Source metadata
- Type: University lecture series (11 weeks + 2 case studies)
- Module: CRE342 — Game Mechanics and Gameplay Design
- Programme: BSc (Hons) Game Design and Development
- Files: 11 PPTX lecture decks + 13 DOCX supplementary notes
Module overview
CRE342 is a second-year module covering the psychology, design, and evaluation of game mechanics and player experience. It builds on CRE133 (first-year game design theory) and extends into applied mechanics design, analytics, narrative, and industry ethics.
| Week | Title | Key themes |
|---|---|---|
| 1 | Player Psychology, Motivation & Behaviour | Cognitive processes, emotional responses, Maslow, SDT, Bartle’s taxonomy |
| 2 | Game Mechanics and Player Engagement | MDA framework, flow state, challenge/skill balance, DDA |
| 3 | Designing Reward Systems and Gamification | Reward loops, reinforcement schedules, feedback design, dark patterns, gamification |
| 4 | Crafting Compelling Player Experiences | Narrative structure, thematic coherence, world-building, Norman’s principles |
| 5 | Experience and Interface Design | Player-centric design, state transition, UI types, information hierarchy, visual communication |
| 6 | Game Atoms and Mechanics Representation | Game atoms, MDA mapping, micro-mechanics, representational layers, emergence, schema theory |
| 7 | Simulation and Testing / Emerging Tech | AI Director, adaptive narrative, VR presence, ethics of personalisation |
| 8 | Game and Player Analytics | Quantitative/qualitative data, engagement metrics, churn, progression metrics, Unity Analytics |
| 9 | Content and Progression Design | Progression models, difficulty curves, milestone psychology, Geometry Wars case study |
| 10 | Playtesting and Implementation | Playtesting methodologies, iterative design, Mutant Storm case study |
| 11 | Humour in Game Design | 5 core emotions, humour theories, diverse expression, cultural sensitivity |
Key takeaways
- Cognitive processes — Mental models, pattern recognition, strategic thinking, working memory, and heuristics all shape how players engage with and understand game systems. Good design supports these processes; poor design corrupts them.

# [STORED ROWS]
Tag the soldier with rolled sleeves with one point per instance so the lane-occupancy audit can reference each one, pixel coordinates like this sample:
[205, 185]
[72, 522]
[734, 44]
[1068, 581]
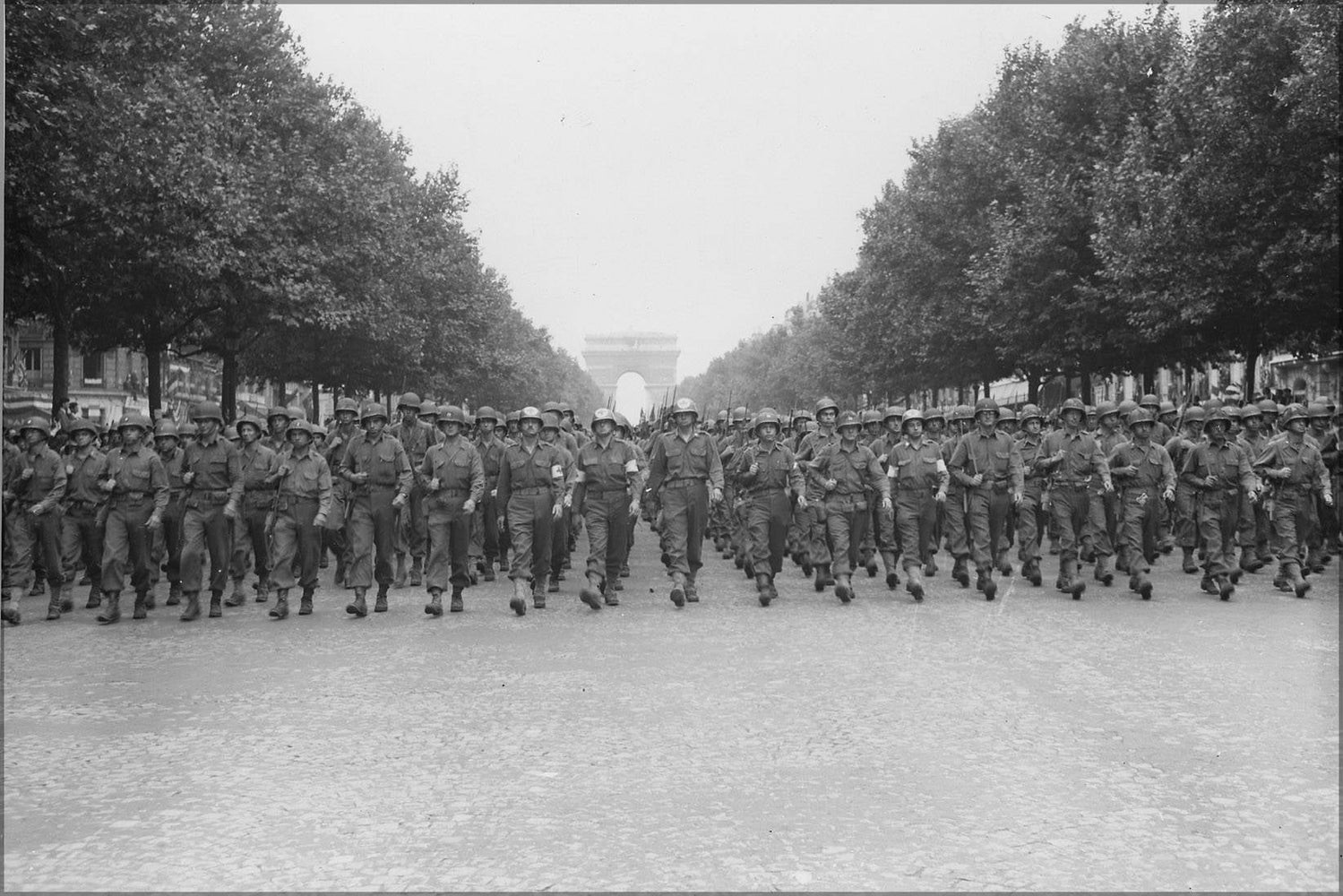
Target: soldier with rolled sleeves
[530, 490]
[81, 532]
[214, 479]
[686, 473]
[1219, 471]
[767, 473]
[1072, 457]
[139, 495]
[454, 484]
[485, 528]
[848, 471]
[607, 487]
[989, 466]
[1146, 479]
[919, 479]
[411, 525]
[304, 500]
[1294, 468]
[261, 471]
[35, 485]
[377, 468]
[1030, 513]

# [WHAT THIS TASK INVOLVES]
In the CRE342 module outline, which earlier module does CRE342 build on?

# [ANSWER TO THIS EXERCISE]
CRE133, the first-year game design theory module.